━━━ Data provided
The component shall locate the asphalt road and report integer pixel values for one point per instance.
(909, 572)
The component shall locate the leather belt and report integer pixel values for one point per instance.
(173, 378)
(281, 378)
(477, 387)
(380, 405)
━━━━━━
## [Task directions]
Extract every line from the records above and reproduce each one verbatim.

## [Response to this exercise]
The component shall locate the asphalt road and report integer pixel values for one point per instance.
(909, 572)
The component shall locate the leather belt and report integer pixel values for one point per instance.
(173, 378)
(281, 378)
(477, 387)
(380, 405)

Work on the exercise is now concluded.